*** Opening DATA EXTRACTS ***
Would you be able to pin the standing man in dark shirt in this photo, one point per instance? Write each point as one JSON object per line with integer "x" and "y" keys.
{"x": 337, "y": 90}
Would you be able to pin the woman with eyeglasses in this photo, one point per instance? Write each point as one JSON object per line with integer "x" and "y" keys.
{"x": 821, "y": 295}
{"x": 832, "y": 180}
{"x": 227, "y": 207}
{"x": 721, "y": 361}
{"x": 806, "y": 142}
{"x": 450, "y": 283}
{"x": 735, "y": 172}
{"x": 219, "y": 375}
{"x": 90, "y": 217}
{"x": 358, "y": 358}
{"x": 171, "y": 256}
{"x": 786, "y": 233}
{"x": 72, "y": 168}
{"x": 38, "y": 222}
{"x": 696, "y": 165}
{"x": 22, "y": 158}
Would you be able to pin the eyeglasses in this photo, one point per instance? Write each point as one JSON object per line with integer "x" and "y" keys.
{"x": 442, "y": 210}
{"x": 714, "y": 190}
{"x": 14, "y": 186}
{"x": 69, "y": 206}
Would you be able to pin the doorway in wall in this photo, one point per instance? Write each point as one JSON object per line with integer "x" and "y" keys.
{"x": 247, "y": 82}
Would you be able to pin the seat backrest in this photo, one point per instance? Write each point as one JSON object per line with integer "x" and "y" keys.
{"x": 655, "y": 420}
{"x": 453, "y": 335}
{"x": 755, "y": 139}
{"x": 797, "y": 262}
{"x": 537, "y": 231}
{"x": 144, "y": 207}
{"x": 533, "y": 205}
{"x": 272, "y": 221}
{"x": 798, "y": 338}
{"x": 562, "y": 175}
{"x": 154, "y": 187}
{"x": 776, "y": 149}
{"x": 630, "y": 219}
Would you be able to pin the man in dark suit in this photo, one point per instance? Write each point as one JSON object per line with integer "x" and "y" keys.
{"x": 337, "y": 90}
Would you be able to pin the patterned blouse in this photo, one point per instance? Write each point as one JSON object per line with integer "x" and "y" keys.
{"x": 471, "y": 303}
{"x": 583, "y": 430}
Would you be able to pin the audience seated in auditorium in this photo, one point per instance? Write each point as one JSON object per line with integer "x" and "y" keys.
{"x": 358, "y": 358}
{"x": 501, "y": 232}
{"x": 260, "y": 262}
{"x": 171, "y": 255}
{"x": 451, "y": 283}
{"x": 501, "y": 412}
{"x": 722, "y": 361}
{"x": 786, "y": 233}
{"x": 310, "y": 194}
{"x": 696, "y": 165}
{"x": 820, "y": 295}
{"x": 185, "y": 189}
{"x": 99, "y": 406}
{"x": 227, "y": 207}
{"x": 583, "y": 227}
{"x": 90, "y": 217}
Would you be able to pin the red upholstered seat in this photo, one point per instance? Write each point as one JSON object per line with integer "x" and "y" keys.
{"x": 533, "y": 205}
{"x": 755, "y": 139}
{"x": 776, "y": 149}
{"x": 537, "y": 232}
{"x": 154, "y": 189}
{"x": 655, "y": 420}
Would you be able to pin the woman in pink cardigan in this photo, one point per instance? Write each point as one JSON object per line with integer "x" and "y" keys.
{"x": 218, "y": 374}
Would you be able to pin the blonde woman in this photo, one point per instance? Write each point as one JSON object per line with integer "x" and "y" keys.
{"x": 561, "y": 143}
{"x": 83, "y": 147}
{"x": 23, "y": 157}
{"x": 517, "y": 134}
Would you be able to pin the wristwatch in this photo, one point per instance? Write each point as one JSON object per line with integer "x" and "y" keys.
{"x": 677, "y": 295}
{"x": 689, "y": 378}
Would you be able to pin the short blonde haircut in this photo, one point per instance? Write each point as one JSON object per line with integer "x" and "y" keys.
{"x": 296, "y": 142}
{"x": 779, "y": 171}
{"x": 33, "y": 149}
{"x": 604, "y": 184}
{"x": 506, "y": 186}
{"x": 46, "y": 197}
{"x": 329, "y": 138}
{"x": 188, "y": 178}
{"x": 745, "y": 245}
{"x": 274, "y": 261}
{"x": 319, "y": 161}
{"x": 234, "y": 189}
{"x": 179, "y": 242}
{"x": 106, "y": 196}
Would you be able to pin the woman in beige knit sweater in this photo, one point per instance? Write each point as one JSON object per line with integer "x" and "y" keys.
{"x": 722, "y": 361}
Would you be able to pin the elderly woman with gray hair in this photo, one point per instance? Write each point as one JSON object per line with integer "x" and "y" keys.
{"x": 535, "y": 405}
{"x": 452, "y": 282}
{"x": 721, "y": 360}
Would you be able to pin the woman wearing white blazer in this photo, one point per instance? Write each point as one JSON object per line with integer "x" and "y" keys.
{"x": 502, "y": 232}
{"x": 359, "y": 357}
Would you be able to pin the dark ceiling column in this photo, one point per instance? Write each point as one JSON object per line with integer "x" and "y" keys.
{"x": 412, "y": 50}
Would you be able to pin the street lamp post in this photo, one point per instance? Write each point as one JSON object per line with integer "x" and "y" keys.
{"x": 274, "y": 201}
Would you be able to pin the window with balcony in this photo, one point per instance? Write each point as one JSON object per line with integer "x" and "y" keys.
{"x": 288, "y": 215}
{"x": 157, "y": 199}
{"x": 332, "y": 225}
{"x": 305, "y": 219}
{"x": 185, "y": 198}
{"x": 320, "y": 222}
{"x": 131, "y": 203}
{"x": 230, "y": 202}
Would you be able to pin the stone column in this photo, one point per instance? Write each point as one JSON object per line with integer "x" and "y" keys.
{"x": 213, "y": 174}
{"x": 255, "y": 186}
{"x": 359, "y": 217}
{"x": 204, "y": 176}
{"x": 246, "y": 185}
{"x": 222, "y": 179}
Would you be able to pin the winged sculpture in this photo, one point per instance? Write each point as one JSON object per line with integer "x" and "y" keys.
*** Closing DATA EXTRACTS ***
_PROBLEM TO WORK ON_: Say each line again exactly as it appears above.

_WRITTEN ANSWER_:
Would you be able to pin the standing man in dark shirt in this photo, one point per instance? Write each point as one JSON object per line with integer "x" and "y" keys.
{"x": 337, "y": 90}
Would you be able to pin the woman with eyeglasses in this photo, one point per instance? Write each point as one JSON object per line with integer "x" and "y" keys.
{"x": 821, "y": 295}
{"x": 832, "y": 180}
{"x": 227, "y": 207}
{"x": 721, "y": 361}
{"x": 806, "y": 142}
{"x": 450, "y": 283}
{"x": 735, "y": 172}
{"x": 219, "y": 375}
{"x": 90, "y": 217}
{"x": 358, "y": 358}
{"x": 171, "y": 256}
{"x": 786, "y": 233}
{"x": 72, "y": 168}
{"x": 38, "y": 222}
{"x": 696, "y": 165}
{"x": 22, "y": 158}
Would you be able to pin the eyeglasses in this photo, one point per instance? Write each point as one JSON object per line with integer "x" and "y" keys.
{"x": 442, "y": 210}
{"x": 714, "y": 190}
{"x": 14, "y": 186}
{"x": 69, "y": 206}
Would you be able to pin the doorway in wall in this photo, one point per instance? Write each point as one JSON object per line with integer "x" and "y" keys.
{"x": 247, "y": 82}
Would you be able to pin the seat backrest in this photo, one point per instance? Write each point as one JSON object per line with integer "x" and "y" keys.
{"x": 655, "y": 420}
{"x": 453, "y": 335}
{"x": 755, "y": 139}
{"x": 797, "y": 262}
{"x": 537, "y": 231}
{"x": 144, "y": 207}
{"x": 533, "y": 205}
{"x": 272, "y": 221}
{"x": 798, "y": 338}
{"x": 562, "y": 175}
{"x": 154, "y": 187}
{"x": 776, "y": 149}
{"x": 630, "y": 219}
Would you be able to pin the man in dark suit in this photo, one point per instance? Write each point as one JSON object per line with integer "x" and "y" keys.
{"x": 337, "y": 90}
Would you be able to pin the patterned blouse in this photo, one point per instance? Write each point as one JSON object per line with integer "x" and "y" keys.
{"x": 471, "y": 303}
{"x": 583, "y": 430}
Would you be able to pin the audience seated in auditorium in this photo, one point per instance? Write each point as one JSON object per line with integer "x" and "y" keys.
{"x": 358, "y": 358}
{"x": 501, "y": 232}
{"x": 260, "y": 262}
{"x": 171, "y": 255}
{"x": 451, "y": 283}
{"x": 501, "y": 412}
{"x": 722, "y": 361}
{"x": 786, "y": 233}
{"x": 310, "y": 194}
{"x": 696, "y": 165}
{"x": 820, "y": 295}
{"x": 185, "y": 189}
{"x": 99, "y": 406}
{"x": 227, "y": 207}
{"x": 583, "y": 227}
{"x": 90, "y": 217}
Would you be able to pin the red upholstered seat in this photo, one point per instance? Write each point as one JSON object per line with integer "x" and "y" keys.
{"x": 533, "y": 205}
{"x": 755, "y": 139}
{"x": 776, "y": 149}
{"x": 537, "y": 232}
{"x": 154, "y": 189}
{"x": 655, "y": 420}
Would you be able to pin the woman in pink cardigan in this photo, one point per instance? Write each point as one JSON object per line with integer "x" and "y" keys.
{"x": 218, "y": 374}
Would you be able to pin the blonde woman in this photo, one point per instance? Write each point as one JSON object per line with integer "x" and "y" keys.
{"x": 561, "y": 143}
{"x": 83, "y": 147}
{"x": 23, "y": 157}
{"x": 517, "y": 134}
Would you be able to pin the wristwatch in this photo, one point per instance? Write each point as one JSON object per line with integer "x" and "y" keys.
{"x": 677, "y": 295}
{"x": 689, "y": 378}
Would you be able to pin the short blonde haircut in this photo, one point per instance? Write each point as one JSON object per line with integer "x" and "y" keys.
{"x": 296, "y": 142}
{"x": 779, "y": 171}
{"x": 33, "y": 149}
{"x": 604, "y": 184}
{"x": 506, "y": 186}
{"x": 46, "y": 197}
{"x": 329, "y": 138}
{"x": 188, "y": 178}
{"x": 745, "y": 245}
{"x": 274, "y": 261}
{"x": 319, "y": 161}
{"x": 234, "y": 189}
{"x": 179, "y": 242}
{"x": 106, "y": 196}
Would you be able to pin the woman in beige knit sweater in this photo, one point per instance? Write each point as one JSON object per line with integer "x" and "y" keys.
{"x": 722, "y": 361}
Would you be able to pin the elderly woman with gray hair in this photo, one point per instance? Write each point as one JSON object per line with integer "x" and "y" keys.
{"x": 535, "y": 405}
{"x": 452, "y": 282}
{"x": 721, "y": 360}
Would you be able to pin the woman wearing white blazer in this photo, one point per instance? Write each point as one JSON object per line with integer "x" and "y" keys.
{"x": 502, "y": 232}
{"x": 359, "y": 357}
Would you be able to pin the dark ceiling column in this photo, one point per instance? Write each point as one JSON object per line with integer "x" and "y" keys.
{"x": 412, "y": 50}
Would you be able to pin the street lamp post in this photo, one point per instance? Write each point as one JSON object per line with integer "x" and "y" keys.
{"x": 274, "y": 201}
Would you be able to pin the window with balcony in this photo, one point per instance? Write each point as one JSON object per line with integer "x" and "y" keys.
{"x": 288, "y": 215}
{"x": 157, "y": 199}
{"x": 332, "y": 225}
{"x": 305, "y": 219}
{"x": 185, "y": 198}
{"x": 320, "y": 222}
{"x": 131, "y": 203}
{"x": 230, "y": 202}
Would you be able to pin the stone column in this photo, one point per instance? Write each point as one JSON object per line with integer "x" and "y" keys.
{"x": 213, "y": 174}
{"x": 255, "y": 186}
{"x": 359, "y": 217}
{"x": 204, "y": 176}
{"x": 246, "y": 185}
{"x": 222, "y": 179}
Would you be able to pin the winged sculpture in this photo, one point per instance? Write each point as one JSON object per line with integer "x" and "y" keys.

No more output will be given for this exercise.